## Extrait source
━━━━━━

La République ne suffira pas

Éditorial

par

Esprit

juil./août 2020

Ce que nous disent avec insistance ces jeunes gens qui manifestent aujourd’hui, c’est que, face à l’ampleur des difficultés auxquelles ils s’affrontent, la République comme principe ne suffira pas.

Les mesures de confinement étaient à peine levées que toute une jeunesse est descendue dans les rues de nombreux pays, pour dénoncer les violences policières et les discriminations dont les Noirs sont trop souvent victimes. L’étincelle est partie des États-Unis et de la mort de George Floyd, allumant une mèche qui paraît traverser l’ensemble des sociétés occidentales. Elle a trouvé des échos bien au-delà des jeunes que l’on dit souvent «  issus de l’immigration  » – alors même qu’ils n’ont connu que leur pays – dans toute une classe d’âge qui se sent solidaire. En France comme ailleurs, il est vrai que cette jeunesse est porteuse d’histoires et de mémoires pour partie différentes de celles des générations antérieures. Mais elle est aussi, et peut-être surtout, porteuse d’un présent douloureux, et d’une sensibilité politique nouvelle.

Rendu public en juin 2020, le rapport 2019 de la Commission nationale consultative des droits de l’homme sur la lutte contre le racisme, l’antisémitisme et la xénophobie s’ajoute à de nombreuses sources concordantes pour rappeler à quel point, dans des domaines aussi différents que la réussite scolaire, le logement, l’accès à l’emploi ou le rapport aux forces de l’ordre, les ruptures d’égalité liées à l’origine, la religion ou la couleur de peau sont massives. Ne pas le reconnaître relève de la mauvaise foi ou de l’inconséquence politique. Tout comme penser que ces phénomènes trouveront leur résolution dans la répétition d’un catéchisme républicain, qui modèlerait des citoyens égaux parce que semblables, notamment via l’institution scolaire. Ce que nous disent avec insistance ces jeunes gens qui manifestent aujourd’hui, c’est que, face à l’ampleur des difficultés auxquelles ils s’affrontent, la République comme principe ne suffira pas. Ils réclament d’éprouver de manière sensible que cette République soit bien leur communauté politique, qui les intègre et les protège.

━━━━━━

## Consigne 1
D'après l'éditorial sur la jeunesse et la République, quel rapport a été rendu public en juin 2020 ?
## Consigne 2
Reprenez l'éditorial sur la jeunesse et la République après sa dernière phrase.
Les lignes n'ont aucun rôle ici.

━━━━━━

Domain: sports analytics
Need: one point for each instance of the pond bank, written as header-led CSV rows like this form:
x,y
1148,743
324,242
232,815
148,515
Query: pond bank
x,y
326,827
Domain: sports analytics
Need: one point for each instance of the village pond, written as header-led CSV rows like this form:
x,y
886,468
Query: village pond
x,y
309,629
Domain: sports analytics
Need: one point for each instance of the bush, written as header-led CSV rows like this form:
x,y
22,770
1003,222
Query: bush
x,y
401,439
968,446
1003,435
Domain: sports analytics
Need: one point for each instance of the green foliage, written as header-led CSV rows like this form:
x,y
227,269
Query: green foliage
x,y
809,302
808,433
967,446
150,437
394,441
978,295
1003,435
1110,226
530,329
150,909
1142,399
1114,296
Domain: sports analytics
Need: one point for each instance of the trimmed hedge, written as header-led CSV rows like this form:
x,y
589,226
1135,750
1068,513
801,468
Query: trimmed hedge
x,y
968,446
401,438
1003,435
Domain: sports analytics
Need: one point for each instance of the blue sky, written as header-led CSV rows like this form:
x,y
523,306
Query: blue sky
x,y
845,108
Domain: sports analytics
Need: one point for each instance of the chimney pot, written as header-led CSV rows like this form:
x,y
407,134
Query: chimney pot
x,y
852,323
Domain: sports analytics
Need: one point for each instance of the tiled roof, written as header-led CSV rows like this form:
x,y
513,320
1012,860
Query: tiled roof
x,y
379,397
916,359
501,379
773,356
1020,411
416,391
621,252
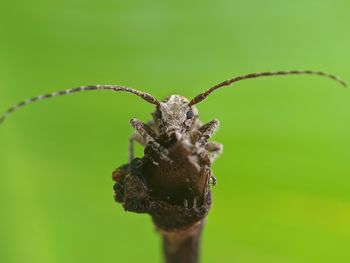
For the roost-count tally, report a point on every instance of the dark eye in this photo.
(190, 114)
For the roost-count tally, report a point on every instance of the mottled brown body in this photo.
(172, 181)
(177, 194)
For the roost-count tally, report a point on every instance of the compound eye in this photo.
(190, 114)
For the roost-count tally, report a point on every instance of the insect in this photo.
(171, 182)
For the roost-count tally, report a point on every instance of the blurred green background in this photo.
(283, 180)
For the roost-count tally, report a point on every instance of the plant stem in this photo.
(182, 246)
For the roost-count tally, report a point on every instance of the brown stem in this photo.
(182, 246)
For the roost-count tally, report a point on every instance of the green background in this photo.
(283, 180)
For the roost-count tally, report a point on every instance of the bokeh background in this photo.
(283, 180)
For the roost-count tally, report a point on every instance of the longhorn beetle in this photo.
(171, 182)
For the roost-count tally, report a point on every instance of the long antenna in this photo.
(147, 97)
(205, 94)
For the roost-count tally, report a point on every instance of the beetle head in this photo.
(175, 114)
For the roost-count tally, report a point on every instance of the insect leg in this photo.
(138, 138)
(149, 137)
(214, 149)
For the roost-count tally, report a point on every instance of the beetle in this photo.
(171, 182)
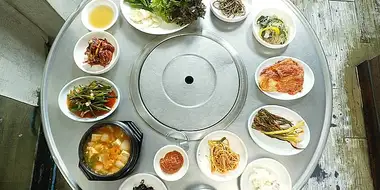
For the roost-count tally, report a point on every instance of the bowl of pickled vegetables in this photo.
(109, 150)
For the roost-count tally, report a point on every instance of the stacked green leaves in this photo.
(92, 98)
(181, 12)
(278, 127)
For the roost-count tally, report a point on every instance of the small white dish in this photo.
(161, 154)
(149, 180)
(282, 14)
(274, 145)
(80, 49)
(203, 154)
(163, 28)
(307, 84)
(90, 6)
(274, 166)
(62, 98)
(218, 13)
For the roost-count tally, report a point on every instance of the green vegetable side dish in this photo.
(230, 8)
(273, 30)
(181, 12)
(89, 101)
(278, 127)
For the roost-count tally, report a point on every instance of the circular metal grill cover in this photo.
(190, 82)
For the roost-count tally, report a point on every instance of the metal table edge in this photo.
(329, 98)
(44, 114)
(302, 180)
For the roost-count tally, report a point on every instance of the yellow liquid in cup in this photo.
(101, 16)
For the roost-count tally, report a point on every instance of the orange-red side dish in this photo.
(172, 162)
(286, 76)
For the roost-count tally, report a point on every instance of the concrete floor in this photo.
(17, 144)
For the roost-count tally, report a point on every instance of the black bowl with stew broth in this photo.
(110, 150)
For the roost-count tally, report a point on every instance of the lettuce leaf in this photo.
(181, 12)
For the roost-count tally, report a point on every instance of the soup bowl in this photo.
(135, 137)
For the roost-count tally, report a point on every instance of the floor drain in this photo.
(189, 80)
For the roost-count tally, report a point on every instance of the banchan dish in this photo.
(135, 140)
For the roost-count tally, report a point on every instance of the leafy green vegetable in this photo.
(181, 12)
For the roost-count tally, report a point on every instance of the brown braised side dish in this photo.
(99, 52)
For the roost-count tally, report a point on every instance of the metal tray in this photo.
(63, 135)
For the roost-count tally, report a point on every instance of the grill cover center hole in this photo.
(189, 80)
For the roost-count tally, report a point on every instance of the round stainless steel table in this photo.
(131, 74)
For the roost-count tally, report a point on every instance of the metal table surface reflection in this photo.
(63, 134)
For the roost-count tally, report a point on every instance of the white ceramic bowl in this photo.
(62, 98)
(274, 166)
(203, 154)
(149, 180)
(274, 145)
(307, 84)
(282, 14)
(80, 49)
(163, 28)
(218, 13)
(90, 6)
(161, 153)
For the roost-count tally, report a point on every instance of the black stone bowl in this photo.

━━━━━━

## Réponse 1
Le rapport 2019 de la Commission nationale consultative des droits de l'homme sur la lutte contre le racisme, l'antisémitisme et la xénophobie.

## Réponse 2
Les tentatives de disqualification de ces manifestations n’ont pas tardé. Elles ont d’abord porté sur leur caractère importé, qui plaquerait une histoire et des concepts nord-américains sur une réalité française qui n’aurait rien à voir. La France n’est pas les États-Unis. Mais ces derniers n’ont pas, tant s’en faut, le monopole du racisme et des discriminations. Il s’agit là, aussi, de problématiques singulièrement françaises. Les penser comme telles n’interdit pas d’aller chercher ailleurs des ressources, aussi bien conceptuelles que militantes. Des révolutions démocratiques de la fin du xviiie siècle aux printemps arabes, en passant par les mouvements sociaux des années 1960 et 1970, l’histoire a donné suffisamment d’illustrations de la capacité des imaginaires politiques, non pas simplement à s’exporter, mais à circuler et à devenir hybrides, en s’incarnant à chaque fois dans des contextes particuliers. C’est bien de la France qu’il est question dans ces manifestations.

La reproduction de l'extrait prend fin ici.